(SUPPLIED INFORMATION Opens)

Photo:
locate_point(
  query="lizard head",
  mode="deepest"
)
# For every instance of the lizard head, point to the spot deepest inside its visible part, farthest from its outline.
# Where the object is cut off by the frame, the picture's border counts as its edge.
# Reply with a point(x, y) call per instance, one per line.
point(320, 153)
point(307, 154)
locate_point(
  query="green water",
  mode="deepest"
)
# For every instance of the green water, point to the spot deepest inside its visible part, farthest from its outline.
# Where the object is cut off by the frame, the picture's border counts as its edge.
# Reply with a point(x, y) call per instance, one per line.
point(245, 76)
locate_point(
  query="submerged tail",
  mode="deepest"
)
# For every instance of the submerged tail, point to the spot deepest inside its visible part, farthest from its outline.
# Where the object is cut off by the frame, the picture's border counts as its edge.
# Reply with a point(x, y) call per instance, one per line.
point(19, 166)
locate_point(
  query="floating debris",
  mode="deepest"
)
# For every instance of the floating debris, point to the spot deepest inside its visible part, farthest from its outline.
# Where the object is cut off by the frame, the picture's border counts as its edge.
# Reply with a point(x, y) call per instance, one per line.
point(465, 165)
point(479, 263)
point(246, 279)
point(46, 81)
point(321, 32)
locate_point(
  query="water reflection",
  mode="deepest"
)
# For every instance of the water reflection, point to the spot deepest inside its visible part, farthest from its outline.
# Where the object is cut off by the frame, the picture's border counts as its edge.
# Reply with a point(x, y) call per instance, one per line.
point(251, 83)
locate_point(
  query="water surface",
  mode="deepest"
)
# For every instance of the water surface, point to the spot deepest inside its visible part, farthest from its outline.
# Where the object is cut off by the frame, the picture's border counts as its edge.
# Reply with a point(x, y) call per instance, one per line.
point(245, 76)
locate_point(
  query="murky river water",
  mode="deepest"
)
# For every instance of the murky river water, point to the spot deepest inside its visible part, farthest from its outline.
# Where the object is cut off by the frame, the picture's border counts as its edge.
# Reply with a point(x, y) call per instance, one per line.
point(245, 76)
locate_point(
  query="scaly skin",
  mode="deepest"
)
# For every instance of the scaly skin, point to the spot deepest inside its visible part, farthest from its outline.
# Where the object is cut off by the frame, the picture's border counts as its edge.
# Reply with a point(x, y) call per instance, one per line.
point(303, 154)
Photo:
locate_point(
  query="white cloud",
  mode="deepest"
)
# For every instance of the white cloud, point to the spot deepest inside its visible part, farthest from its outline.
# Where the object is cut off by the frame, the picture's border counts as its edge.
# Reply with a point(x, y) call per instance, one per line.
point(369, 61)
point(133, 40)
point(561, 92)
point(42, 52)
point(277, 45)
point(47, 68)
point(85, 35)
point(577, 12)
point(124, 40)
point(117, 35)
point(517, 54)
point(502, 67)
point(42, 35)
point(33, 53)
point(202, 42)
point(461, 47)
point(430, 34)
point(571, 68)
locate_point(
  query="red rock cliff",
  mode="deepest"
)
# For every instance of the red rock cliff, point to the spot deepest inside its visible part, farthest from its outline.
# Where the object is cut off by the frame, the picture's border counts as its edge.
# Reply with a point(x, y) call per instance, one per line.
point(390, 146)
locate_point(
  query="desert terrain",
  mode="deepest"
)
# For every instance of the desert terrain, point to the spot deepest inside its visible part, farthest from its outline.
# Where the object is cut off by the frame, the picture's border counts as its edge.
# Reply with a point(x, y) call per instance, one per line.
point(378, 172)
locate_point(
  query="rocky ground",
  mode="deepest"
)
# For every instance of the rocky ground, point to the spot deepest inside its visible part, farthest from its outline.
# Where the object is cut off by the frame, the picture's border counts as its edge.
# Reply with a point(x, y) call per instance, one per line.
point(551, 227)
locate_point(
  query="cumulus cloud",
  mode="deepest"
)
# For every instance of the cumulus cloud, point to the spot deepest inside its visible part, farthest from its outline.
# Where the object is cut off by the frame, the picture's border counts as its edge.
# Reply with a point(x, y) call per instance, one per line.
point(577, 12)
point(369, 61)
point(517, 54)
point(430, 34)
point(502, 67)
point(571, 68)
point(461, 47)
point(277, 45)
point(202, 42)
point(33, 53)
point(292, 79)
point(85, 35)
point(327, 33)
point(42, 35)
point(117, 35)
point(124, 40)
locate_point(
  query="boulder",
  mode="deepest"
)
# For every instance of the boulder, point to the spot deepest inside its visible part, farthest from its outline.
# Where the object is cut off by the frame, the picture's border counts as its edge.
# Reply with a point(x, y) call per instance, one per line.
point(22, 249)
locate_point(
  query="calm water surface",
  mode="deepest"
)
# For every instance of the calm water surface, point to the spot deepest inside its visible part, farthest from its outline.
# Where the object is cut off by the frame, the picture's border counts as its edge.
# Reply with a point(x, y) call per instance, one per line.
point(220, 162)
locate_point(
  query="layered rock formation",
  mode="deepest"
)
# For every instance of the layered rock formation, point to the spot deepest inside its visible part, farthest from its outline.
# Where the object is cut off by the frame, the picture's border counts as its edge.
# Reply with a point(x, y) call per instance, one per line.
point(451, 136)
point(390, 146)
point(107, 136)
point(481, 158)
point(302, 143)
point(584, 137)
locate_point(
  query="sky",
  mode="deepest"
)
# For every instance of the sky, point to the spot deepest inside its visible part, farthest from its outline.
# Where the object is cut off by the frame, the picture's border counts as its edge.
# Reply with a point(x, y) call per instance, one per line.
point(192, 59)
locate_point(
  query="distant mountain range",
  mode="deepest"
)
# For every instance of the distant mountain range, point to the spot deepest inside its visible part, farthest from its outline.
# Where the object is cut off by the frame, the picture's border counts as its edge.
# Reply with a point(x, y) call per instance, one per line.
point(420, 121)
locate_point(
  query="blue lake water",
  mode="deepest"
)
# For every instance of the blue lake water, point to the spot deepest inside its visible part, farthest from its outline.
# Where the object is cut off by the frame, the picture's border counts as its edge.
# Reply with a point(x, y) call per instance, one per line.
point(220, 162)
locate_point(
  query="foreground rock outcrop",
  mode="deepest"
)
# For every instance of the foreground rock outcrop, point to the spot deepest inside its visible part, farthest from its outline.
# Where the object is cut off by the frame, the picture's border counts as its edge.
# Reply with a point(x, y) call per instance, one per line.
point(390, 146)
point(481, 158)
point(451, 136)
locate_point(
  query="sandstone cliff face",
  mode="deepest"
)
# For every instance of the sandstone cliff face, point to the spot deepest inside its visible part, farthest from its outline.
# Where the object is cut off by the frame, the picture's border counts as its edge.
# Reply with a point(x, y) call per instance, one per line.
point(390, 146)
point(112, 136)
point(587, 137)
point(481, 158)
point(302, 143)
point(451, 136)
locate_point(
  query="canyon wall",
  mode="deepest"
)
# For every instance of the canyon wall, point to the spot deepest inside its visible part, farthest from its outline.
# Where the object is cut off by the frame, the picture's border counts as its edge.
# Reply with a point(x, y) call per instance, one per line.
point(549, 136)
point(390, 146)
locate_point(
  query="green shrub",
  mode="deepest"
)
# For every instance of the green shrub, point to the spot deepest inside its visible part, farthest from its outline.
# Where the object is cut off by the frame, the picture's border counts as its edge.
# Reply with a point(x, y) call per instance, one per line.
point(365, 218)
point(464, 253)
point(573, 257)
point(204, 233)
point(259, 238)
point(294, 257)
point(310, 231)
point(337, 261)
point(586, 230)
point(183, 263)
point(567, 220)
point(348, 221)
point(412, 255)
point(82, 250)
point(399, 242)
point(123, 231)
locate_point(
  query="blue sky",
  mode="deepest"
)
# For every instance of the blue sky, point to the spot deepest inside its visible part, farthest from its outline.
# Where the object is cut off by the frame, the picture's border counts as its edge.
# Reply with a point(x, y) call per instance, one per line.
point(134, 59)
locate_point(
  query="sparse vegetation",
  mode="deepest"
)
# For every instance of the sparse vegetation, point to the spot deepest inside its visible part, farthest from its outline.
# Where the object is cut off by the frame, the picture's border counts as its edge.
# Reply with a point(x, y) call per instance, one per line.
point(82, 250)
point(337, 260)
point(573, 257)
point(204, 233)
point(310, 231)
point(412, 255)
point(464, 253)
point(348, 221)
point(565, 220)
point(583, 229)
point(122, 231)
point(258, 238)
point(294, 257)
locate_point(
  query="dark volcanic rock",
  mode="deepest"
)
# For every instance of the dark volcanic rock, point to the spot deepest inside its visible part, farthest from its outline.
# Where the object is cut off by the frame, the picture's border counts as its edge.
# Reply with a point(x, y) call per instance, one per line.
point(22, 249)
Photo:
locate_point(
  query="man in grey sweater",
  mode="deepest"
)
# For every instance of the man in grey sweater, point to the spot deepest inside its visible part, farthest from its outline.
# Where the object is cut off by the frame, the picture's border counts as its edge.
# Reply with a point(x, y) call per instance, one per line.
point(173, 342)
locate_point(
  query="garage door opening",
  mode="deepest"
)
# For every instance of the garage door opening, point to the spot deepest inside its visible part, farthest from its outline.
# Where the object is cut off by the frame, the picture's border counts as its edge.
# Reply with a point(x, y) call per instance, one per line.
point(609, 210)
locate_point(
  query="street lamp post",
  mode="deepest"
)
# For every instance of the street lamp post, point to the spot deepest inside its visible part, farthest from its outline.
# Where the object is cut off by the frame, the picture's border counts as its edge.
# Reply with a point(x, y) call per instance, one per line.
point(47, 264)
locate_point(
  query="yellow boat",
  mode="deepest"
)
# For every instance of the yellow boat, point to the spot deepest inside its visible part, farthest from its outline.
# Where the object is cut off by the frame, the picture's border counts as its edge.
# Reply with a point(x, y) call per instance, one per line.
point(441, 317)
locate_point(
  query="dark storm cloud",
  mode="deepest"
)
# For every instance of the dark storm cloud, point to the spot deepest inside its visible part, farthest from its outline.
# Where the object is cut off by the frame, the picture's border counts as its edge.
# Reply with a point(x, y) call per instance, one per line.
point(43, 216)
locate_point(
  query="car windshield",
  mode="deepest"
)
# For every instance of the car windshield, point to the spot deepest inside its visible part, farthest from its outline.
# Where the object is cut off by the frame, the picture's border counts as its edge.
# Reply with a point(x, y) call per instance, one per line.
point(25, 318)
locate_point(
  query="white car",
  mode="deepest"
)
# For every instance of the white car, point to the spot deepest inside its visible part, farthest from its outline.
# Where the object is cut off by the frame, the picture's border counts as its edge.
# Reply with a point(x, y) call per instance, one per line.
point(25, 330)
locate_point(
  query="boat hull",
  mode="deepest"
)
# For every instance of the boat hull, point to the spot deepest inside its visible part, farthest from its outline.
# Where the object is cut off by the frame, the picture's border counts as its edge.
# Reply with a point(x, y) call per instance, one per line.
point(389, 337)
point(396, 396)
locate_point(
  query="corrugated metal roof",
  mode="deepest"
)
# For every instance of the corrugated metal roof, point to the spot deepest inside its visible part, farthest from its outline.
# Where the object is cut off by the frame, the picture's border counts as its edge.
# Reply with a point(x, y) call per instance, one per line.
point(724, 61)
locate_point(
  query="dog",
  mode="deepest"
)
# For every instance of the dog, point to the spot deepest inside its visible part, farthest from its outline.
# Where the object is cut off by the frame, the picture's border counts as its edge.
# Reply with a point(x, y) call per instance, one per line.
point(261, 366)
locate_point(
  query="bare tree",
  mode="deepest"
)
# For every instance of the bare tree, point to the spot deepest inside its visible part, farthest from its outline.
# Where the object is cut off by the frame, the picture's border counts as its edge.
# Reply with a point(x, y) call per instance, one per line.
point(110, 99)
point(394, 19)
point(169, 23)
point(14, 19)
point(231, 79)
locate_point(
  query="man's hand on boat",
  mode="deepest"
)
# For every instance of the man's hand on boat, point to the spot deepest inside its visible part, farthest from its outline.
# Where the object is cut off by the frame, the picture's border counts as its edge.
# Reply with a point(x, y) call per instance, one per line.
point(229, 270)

(SUPPLIED INFORMATION Closes)

WORK REQUEST
Determine the number of lines in the material above that include the word "sweater". Give that number and no other text.

RESULT OF THE EXERCISE
2